◆ **Stated goal**
Reproduce everything in the listing below, from the line containing "Task: locate the monkey's ear" down to the line containing "[(399, 570), (241, 596)]", with both of those lines included.

◆ **Record set**
-=-=-=-=-

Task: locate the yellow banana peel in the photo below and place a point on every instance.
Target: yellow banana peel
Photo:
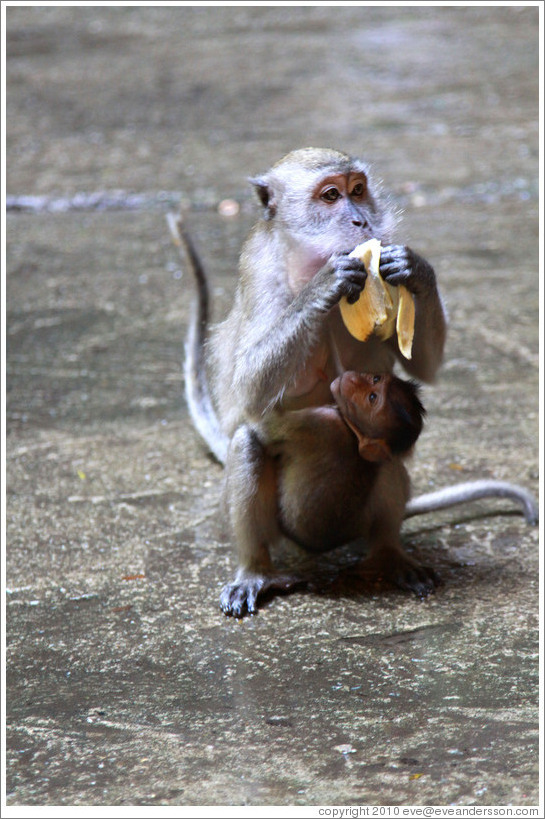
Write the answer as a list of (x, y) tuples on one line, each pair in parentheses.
[(381, 308)]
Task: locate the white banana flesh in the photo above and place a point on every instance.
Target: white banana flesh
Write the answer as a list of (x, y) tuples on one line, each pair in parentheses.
[(381, 308)]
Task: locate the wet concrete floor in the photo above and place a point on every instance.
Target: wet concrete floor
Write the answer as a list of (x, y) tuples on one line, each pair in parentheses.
[(125, 683)]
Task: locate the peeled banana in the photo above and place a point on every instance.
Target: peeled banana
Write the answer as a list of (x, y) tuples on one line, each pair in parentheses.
[(381, 308)]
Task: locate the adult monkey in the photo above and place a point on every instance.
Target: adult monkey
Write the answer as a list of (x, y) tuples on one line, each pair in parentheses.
[(284, 342)]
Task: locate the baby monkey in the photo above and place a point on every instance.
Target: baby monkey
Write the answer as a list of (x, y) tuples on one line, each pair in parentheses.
[(339, 461)]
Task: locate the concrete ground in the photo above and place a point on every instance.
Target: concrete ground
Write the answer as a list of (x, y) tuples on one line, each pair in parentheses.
[(126, 685)]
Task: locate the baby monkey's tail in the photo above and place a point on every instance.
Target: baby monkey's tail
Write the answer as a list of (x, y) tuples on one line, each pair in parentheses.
[(474, 490)]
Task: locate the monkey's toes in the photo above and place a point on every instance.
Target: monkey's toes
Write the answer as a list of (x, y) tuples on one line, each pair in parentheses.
[(240, 598), (422, 580)]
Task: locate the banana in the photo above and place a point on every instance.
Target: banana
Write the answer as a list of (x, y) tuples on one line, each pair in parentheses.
[(381, 308)]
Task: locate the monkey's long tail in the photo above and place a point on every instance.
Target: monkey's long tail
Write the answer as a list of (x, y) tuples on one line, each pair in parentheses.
[(197, 391), (474, 490)]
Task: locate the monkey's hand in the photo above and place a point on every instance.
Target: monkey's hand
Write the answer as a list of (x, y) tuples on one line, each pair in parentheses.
[(241, 596), (399, 265), (341, 276)]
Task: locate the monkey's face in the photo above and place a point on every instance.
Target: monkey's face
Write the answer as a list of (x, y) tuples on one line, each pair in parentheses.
[(332, 213), (324, 202)]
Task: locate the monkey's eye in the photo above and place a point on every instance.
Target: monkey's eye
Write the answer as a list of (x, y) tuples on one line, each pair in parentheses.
[(330, 195), (358, 190)]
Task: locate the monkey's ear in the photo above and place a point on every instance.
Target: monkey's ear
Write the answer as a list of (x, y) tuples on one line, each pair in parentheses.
[(265, 194), (373, 449)]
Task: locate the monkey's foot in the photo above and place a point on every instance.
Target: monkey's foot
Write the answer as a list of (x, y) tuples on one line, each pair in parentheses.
[(399, 570), (241, 596)]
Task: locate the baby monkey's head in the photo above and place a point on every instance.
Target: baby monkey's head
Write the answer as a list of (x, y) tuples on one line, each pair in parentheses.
[(384, 412)]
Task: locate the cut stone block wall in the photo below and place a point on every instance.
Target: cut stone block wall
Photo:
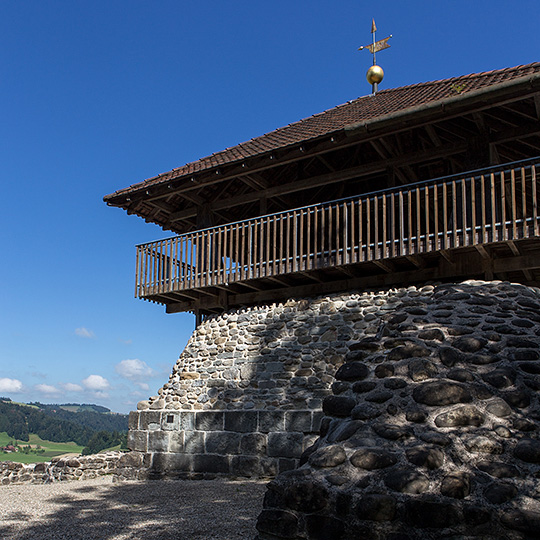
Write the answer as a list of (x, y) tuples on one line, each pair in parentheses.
[(239, 443), (245, 397)]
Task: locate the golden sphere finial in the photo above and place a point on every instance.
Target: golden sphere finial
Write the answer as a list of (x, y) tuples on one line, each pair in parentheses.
[(375, 74)]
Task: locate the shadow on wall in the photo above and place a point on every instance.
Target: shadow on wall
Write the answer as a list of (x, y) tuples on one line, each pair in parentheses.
[(151, 510), (434, 426), (280, 356)]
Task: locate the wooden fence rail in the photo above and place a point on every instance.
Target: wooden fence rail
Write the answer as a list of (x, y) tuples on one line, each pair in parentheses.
[(493, 205)]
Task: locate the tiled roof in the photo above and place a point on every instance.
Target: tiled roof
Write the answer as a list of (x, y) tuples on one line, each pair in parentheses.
[(363, 109)]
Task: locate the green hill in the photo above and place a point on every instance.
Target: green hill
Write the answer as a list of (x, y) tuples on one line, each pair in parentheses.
[(90, 427)]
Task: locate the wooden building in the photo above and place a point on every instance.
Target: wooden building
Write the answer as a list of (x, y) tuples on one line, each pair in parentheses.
[(432, 181)]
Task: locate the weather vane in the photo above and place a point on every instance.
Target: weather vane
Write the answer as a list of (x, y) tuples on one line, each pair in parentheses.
[(375, 73)]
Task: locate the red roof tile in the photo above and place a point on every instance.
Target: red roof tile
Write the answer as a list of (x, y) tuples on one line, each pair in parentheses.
[(363, 109)]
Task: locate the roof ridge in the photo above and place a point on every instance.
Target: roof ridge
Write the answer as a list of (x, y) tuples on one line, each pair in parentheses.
[(367, 96), (338, 117)]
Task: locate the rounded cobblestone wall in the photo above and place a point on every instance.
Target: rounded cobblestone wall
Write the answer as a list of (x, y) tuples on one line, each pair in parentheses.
[(433, 428)]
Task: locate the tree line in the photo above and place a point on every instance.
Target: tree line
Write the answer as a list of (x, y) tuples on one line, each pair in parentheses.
[(89, 429)]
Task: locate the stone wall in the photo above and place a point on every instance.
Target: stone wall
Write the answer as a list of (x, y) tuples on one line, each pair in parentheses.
[(433, 428), (121, 465), (245, 396)]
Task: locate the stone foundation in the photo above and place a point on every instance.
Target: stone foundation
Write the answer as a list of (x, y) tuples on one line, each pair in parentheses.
[(123, 466), (238, 443), (433, 428)]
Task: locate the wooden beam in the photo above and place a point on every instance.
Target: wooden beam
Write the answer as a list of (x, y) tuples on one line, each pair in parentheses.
[(513, 264), (483, 252), (416, 261), (325, 179)]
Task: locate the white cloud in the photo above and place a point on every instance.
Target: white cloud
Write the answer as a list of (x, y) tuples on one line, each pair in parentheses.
[(133, 369), (96, 382), (84, 332), (71, 387), (10, 385), (47, 389)]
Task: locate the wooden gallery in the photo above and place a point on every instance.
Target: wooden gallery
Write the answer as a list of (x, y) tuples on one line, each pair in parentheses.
[(434, 182)]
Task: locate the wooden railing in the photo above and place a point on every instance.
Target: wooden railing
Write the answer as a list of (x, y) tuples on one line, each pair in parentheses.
[(491, 205)]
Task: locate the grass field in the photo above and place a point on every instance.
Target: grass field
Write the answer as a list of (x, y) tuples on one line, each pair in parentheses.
[(52, 449)]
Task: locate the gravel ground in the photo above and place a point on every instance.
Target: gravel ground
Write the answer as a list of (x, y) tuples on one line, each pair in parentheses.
[(156, 510)]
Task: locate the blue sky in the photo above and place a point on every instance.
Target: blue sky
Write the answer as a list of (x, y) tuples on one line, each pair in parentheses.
[(95, 96)]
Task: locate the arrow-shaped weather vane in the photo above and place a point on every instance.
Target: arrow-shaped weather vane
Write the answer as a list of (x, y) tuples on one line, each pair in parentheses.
[(375, 73)]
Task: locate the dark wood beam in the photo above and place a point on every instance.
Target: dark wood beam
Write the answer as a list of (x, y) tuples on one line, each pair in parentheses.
[(330, 178)]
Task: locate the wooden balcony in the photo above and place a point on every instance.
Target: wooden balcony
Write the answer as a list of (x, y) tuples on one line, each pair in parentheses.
[(479, 224)]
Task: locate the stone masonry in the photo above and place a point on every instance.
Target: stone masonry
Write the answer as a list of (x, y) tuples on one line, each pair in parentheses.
[(121, 465), (433, 428)]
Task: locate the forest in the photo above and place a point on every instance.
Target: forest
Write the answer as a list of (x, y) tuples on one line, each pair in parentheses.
[(93, 430)]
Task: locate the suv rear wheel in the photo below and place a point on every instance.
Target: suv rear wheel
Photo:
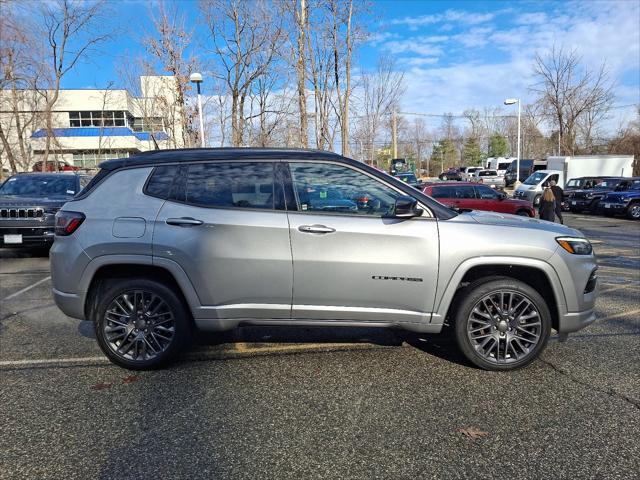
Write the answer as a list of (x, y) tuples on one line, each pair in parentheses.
[(633, 211), (502, 324), (140, 324)]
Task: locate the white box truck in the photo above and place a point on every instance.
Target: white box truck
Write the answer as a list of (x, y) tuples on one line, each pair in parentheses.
[(563, 169)]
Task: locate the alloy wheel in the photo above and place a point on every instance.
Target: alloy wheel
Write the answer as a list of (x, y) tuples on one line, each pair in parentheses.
[(138, 325), (504, 327)]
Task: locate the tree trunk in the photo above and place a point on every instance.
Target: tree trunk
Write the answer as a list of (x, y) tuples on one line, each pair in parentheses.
[(301, 20)]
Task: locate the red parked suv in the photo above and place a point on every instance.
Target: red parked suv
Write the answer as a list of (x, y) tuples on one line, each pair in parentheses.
[(477, 197)]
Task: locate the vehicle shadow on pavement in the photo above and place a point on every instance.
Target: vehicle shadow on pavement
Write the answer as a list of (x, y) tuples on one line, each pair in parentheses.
[(23, 253), (440, 345), (272, 335)]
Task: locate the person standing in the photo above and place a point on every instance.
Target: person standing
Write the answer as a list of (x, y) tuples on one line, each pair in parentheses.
[(547, 207), (559, 194)]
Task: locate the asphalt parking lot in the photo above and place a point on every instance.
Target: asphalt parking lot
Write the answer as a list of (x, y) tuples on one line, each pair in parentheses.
[(307, 403)]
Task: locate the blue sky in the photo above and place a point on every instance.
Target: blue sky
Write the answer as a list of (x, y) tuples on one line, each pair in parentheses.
[(455, 55)]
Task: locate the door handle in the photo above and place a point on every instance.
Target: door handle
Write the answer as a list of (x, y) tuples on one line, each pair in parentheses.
[(316, 229), (184, 222)]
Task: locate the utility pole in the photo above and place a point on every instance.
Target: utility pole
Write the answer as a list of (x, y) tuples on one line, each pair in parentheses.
[(394, 133)]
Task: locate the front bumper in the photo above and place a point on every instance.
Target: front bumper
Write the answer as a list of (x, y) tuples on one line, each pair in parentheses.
[(582, 204), (29, 236), (611, 207)]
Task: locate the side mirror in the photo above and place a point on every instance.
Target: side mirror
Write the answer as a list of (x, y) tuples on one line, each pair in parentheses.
[(406, 207)]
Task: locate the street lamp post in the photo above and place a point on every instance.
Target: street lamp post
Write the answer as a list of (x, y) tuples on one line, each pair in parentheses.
[(197, 79), (511, 101)]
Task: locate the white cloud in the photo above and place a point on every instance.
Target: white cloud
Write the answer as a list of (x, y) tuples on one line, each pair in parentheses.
[(598, 31)]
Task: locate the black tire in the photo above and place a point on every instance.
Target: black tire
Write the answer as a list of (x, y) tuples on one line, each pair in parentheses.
[(633, 211), (181, 321), (473, 295)]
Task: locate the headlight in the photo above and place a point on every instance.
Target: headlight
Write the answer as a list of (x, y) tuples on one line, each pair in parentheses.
[(575, 245)]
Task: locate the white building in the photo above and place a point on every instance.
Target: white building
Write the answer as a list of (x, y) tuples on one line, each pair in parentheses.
[(90, 126)]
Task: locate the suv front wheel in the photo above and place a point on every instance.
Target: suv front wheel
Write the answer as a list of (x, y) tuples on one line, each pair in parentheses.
[(502, 323), (140, 324)]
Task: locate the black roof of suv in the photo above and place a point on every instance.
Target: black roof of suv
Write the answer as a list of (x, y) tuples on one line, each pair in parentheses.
[(189, 155), (155, 157)]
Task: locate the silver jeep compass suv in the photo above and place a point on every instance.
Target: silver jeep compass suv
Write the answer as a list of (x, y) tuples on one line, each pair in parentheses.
[(165, 242)]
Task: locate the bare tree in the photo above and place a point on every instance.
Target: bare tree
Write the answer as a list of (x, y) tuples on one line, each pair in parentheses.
[(21, 70), (343, 38), (381, 89), (245, 40), (72, 29), (302, 25), (168, 46), (321, 75), (569, 93)]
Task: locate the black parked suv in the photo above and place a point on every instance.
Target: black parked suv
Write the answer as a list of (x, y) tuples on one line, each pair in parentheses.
[(28, 204), (589, 198)]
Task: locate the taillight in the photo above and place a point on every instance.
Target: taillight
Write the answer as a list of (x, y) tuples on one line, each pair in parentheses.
[(68, 222)]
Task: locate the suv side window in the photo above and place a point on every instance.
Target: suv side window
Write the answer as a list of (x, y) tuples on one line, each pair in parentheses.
[(486, 193), (160, 182), (230, 185), (465, 192), (326, 187), (442, 192)]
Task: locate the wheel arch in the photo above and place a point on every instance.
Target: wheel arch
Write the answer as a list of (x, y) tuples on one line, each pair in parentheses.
[(108, 267), (538, 274)]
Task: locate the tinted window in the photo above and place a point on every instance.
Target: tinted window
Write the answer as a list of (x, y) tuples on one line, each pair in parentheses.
[(486, 193), (465, 192), (338, 189), (442, 192), (230, 185), (161, 180)]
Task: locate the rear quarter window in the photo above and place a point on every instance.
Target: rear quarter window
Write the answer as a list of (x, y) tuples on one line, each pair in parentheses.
[(161, 181), (442, 192)]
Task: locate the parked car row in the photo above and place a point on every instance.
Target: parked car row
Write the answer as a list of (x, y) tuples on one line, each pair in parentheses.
[(608, 195)]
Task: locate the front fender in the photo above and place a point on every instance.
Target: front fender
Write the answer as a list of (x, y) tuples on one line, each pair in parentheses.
[(445, 293)]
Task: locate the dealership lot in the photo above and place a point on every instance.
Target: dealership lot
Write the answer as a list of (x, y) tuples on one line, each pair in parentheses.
[(306, 403)]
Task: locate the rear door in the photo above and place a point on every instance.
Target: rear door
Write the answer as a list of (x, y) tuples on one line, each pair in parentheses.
[(349, 261), (225, 224), (465, 197)]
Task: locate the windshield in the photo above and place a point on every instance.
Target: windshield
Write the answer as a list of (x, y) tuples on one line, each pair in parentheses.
[(407, 177), (40, 186), (535, 179)]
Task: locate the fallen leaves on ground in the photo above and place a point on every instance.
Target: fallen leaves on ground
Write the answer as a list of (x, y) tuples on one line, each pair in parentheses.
[(101, 386), (473, 432)]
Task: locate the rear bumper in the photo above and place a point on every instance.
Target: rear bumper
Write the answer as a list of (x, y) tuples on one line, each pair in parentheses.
[(71, 304), (611, 207)]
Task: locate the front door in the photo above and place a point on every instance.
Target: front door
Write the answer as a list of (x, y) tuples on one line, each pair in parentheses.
[(225, 224), (350, 260)]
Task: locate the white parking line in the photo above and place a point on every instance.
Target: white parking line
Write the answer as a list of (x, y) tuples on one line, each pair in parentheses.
[(26, 289), (50, 361)]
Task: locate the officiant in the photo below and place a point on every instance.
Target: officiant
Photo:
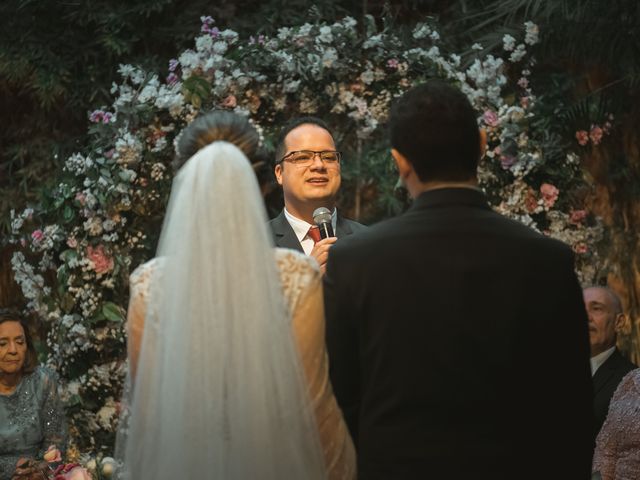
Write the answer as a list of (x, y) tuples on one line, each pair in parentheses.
[(307, 166)]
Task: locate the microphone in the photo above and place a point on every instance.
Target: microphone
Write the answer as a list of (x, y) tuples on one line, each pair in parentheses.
[(322, 217)]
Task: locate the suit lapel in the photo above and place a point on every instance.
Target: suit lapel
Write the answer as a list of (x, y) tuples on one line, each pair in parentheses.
[(285, 237), (342, 227), (604, 373)]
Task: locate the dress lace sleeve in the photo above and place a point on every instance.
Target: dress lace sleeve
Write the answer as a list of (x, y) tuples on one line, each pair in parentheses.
[(139, 282), (302, 284), (617, 429), (54, 423)]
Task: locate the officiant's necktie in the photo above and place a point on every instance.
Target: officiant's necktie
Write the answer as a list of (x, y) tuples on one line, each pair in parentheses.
[(314, 233)]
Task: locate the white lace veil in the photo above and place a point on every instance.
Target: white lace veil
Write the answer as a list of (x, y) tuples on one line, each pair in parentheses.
[(219, 392)]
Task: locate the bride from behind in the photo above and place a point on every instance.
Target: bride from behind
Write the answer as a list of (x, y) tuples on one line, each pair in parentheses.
[(226, 334)]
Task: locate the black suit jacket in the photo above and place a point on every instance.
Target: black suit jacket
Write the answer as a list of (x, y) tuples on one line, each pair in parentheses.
[(285, 237), (605, 382), (458, 346)]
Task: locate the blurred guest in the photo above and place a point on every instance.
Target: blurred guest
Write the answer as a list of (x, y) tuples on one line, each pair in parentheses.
[(608, 366), (31, 415), (617, 455)]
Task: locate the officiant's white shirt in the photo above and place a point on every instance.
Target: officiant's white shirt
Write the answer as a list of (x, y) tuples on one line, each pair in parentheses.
[(301, 229), (598, 360)]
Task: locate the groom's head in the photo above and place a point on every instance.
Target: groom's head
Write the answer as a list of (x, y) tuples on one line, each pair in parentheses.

-=-=-=-=-

◆ **Expected output**
Task: locate the monkey's ear in the photo above and place a point on every instance.
Target: monkey's ear
Write the answer as a list of (x, y) tuples on one line, each pair in parentheses.
[(265, 194), (373, 449)]
Task: locate the monkey's foot in the photo above and place a point on every instance.
Target: monkey's foot
Write the answer as a list of (x, y) tuples on one line, each pair in parentheses.
[(399, 570), (241, 596)]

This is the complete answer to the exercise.